§ EXERCISE INSTRUCTIONS:
Present every line of the records below as a Markdown table with the columns "Row" and "Line", numbering each row and leaving out blank lines and the pictures.

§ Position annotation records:

"""

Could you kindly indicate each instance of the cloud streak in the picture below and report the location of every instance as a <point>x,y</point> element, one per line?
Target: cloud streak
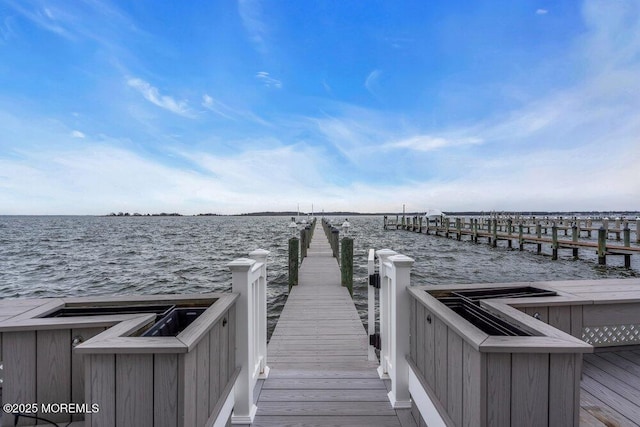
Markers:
<point>152,94</point>
<point>267,80</point>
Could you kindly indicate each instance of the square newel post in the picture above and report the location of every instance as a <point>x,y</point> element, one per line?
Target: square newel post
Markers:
<point>260,255</point>
<point>400,308</point>
<point>385,317</point>
<point>244,410</point>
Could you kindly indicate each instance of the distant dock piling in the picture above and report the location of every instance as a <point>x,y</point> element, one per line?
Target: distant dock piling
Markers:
<point>536,231</point>
<point>294,263</point>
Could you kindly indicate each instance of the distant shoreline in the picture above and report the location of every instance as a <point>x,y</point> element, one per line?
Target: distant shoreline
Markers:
<point>620,213</point>
<point>449,213</point>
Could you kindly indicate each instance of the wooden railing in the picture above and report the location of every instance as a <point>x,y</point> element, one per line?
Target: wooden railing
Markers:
<point>394,324</point>
<point>250,281</point>
<point>454,373</point>
<point>112,373</point>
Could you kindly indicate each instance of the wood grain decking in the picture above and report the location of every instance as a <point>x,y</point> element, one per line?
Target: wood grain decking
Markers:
<point>318,354</point>
<point>610,389</point>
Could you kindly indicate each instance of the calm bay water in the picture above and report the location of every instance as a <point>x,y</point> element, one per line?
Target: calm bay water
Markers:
<point>51,256</point>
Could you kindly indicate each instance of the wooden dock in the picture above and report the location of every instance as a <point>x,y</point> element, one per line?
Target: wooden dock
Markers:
<point>521,233</point>
<point>318,354</point>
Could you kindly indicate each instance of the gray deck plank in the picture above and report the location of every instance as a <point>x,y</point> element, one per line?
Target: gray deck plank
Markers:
<point>326,421</point>
<point>318,354</point>
<point>614,399</point>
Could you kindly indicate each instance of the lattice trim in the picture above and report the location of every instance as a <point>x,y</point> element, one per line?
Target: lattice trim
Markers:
<point>602,336</point>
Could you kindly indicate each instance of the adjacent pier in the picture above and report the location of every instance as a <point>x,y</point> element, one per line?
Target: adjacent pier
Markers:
<point>320,370</point>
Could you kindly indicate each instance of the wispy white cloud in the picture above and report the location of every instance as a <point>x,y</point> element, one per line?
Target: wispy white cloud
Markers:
<point>371,82</point>
<point>231,113</point>
<point>431,143</point>
<point>7,31</point>
<point>152,94</point>
<point>250,12</point>
<point>267,80</point>
<point>216,106</point>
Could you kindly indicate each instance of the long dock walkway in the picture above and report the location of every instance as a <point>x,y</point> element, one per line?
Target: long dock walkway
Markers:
<point>318,354</point>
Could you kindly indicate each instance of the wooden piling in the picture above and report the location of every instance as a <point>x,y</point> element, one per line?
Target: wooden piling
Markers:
<point>303,243</point>
<point>475,230</point>
<point>602,246</point>
<point>335,238</point>
<point>520,237</point>
<point>293,261</point>
<point>627,242</point>
<point>494,230</point>
<point>346,264</point>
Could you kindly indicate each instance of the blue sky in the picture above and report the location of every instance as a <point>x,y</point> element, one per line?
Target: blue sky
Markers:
<point>232,107</point>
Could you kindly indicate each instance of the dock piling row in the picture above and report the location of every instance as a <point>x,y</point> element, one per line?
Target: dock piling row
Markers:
<point>533,231</point>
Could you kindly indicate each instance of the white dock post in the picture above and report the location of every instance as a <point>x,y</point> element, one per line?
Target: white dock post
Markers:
<point>244,409</point>
<point>385,315</point>
<point>260,255</point>
<point>399,336</point>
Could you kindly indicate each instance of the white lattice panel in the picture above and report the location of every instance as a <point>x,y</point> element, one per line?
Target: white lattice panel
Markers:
<point>602,336</point>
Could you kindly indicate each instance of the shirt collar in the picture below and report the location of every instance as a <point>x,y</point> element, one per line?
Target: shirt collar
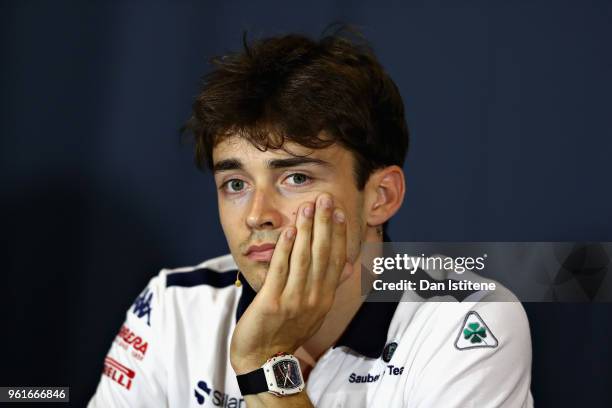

"""

§ THE SOLUTION:
| Row | Line |
|---|---|
| 1 | Could you kindly indicate each instance of the cloud streak in the picture below and report the location of every instance as a <point>x,y</point> element, one per line? |
| 2 | Target: cloud streak |
| 3 | Markers: |
| 4 | <point>152,94</point> |
| 5 | <point>267,80</point> |
| 6 | Could you kindly indicate each instance of the square newel post in the picture above and report the location of every instance as a <point>x,y</point> element, one per line? |
| 7 | Target: square newel post |
| 8 | Markers: |
| 9 | <point>260,255</point> |
| 10 | <point>400,308</point> |
| 11 | <point>385,317</point> |
| 12 | <point>244,410</point> |
| 13 | Could you kindly indicate each instance of the distant dock piling in the picture above and report the location of every instance as a <point>x,y</point> element, one per line? |
| 14 | Target: distant dock piling |
| 15 | Markers: |
| 16 | <point>536,231</point> |
| 17 | <point>294,263</point> |
| 18 | Could you kindly indicate each instance of the distant shoreline in the picture above and report the location of every instance as a <point>x,y</point> element, one per line? |
| 19 | Target: distant shoreline |
| 20 | Markers: |
| 21 | <point>620,213</point> |
| 22 | <point>449,213</point> |
| 23 | Could you kindly indicate each instance of the wooden railing in the picture above and report the location of every instance as a <point>x,y</point> element, one per line? |
| 24 | Target: wooden railing |
| 25 | Markers: |
| 26 | <point>394,324</point> |
| 27 | <point>250,281</point> |
| 28 | <point>454,373</point> |
| 29 | <point>112,373</point> |
| 30 | Could you kindly indicate each instance of the wood grain decking in the picture above and report the location of every instance as a <point>x,y</point> element, one per line? |
| 31 | Target: wood grain decking |
| 32 | Markers: |
| 33 | <point>318,354</point> |
| 34 | <point>610,389</point> |
| 35 | Could you kindly indicate each instance of the calm bay water in the picture above and report the location of every instance as a <point>x,y</point> element, one per line? |
| 36 | Target: calm bay water |
| 37 | Markers: |
| 38 | <point>51,256</point> |
| 39 | Could you kindly indicate each instance of the wooden dock in the picture above and report the location of every instance as a <point>x,y</point> element, one per line? |
| 40 | Target: wooden dock |
| 41 | Markers: |
| 42 | <point>521,233</point> |
| 43 | <point>318,354</point> |
| 44 | Could you kindly indicate each instance of the gray deck plank in the picture above and report the location of every instance as a <point>x,y</point> element, one per line? |
| 45 | Target: gray deck plank |
| 46 | Markers: |
| 47 | <point>326,421</point> |
| 48 | <point>318,354</point> |
| 49 | <point>614,399</point> |
| 50 | Could you kindly indicate each instance of the lattice trim in the picture above and report the location of every instance as a <point>x,y</point> element, one per line? |
| 51 | Target: lattice trim |
| 52 | Markers: |
| 53 | <point>602,336</point> |
| 54 | Could you kindly indicate each instance of the adjacent pier in the picture above and report the location of every instance as a <point>x,y</point> element, one per line? |
| 55 | Target: adjacent pier |
| 56 | Markers: |
| 57 | <point>320,370</point> |
| 58 | Could you kindly indicate each instance of the wispy white cloud in the picture above and report the location of every instance as a <point>x,y</point> element, one per line? |
| 59 | Target: wispy white cloud |
| 60 | Markers: |
| 61 | <point>371,82</point> |
| 62 | <point>231,113</point> |
| 63 | <point>431,143</point> |
| 64 | <point>7,31</point> |
| 65 | <point>152,94</point> |
| 66 | <point>250,12</point> |
| 67 | <point>267,80</point> |
| 68 | <point>216,106</point> |
| 69 | Could you kindly indicate each instance of the long dock walkway in the picture above and report the location of every instance as a <point>x,y</point> element, one per line? |
| 70 | Target: long dock walkway |
| 71 | Markers: |
| 72 | <point>318,354</point> |
| 73 | Could you kindly indicate each instance of the wooden piling in the picture above and report the location of every instance as a <point>x,y</point> element, one per line? |
| 74 | Target: wooden piling |
| 75 | Markers: |
| 76 | <point>303,243</point> |
| 77 | <point>475,230</point> |
| 78 | <point>602,246</point> |
| 79 | <point>335,238</point> |
| 80 | <point>520,237</point> |
| 81 | <point>293,261</point> |
| 82 | <point>627,242</point> |
| 83 | <point>494,230</point> |
| 84 | <point>346,264</point> |
| 85 | Could you kindly indicate each instance of the blue sky in the picture above and report the location of every instance as a <point>x,y</point> element, one per line? |
| 86 | Target: blue sky |
| 87 | Markers: |
| 88 | <point>232,107</point> |
| 89 | Could you kindly indicate each instance of the dock piling row in the picture above and report the location of every instance as a <point>x,y</point> element, one per line? |
| 90 | Target: dock piling row |
| 91 | Markers: |
| 92 | <point>533,231</point> |
| 93 | Could you kindly indicate each instance of the white dock post in the picture above and report the location of every instance as a <point>x,y</point> element, one per line? |
| 94 | Target: white dock post |
| 95 | Markers: |
| 96 | <point>244,409</point> |
| 97 | <point>385,315</point> |
| 98 | <point>260,255</point> |
| 99 | <point>399,336</point> |
| 100 | Could you kindly indicate each instance of the white lattice panel in the picture above and report the location of every instance as a <point>x,y</point> element, one per line? |
| 101 | Target: white lattice panel |
| 102 | Markers: |
| 103 | <point>602,336</point> |
| 104 | Could you kindly indicate each instance of the shirt collar in the picture below and report the location of every instance as a <point>x,y</point> element, one per line? |
| 105 | Target: shirt collar |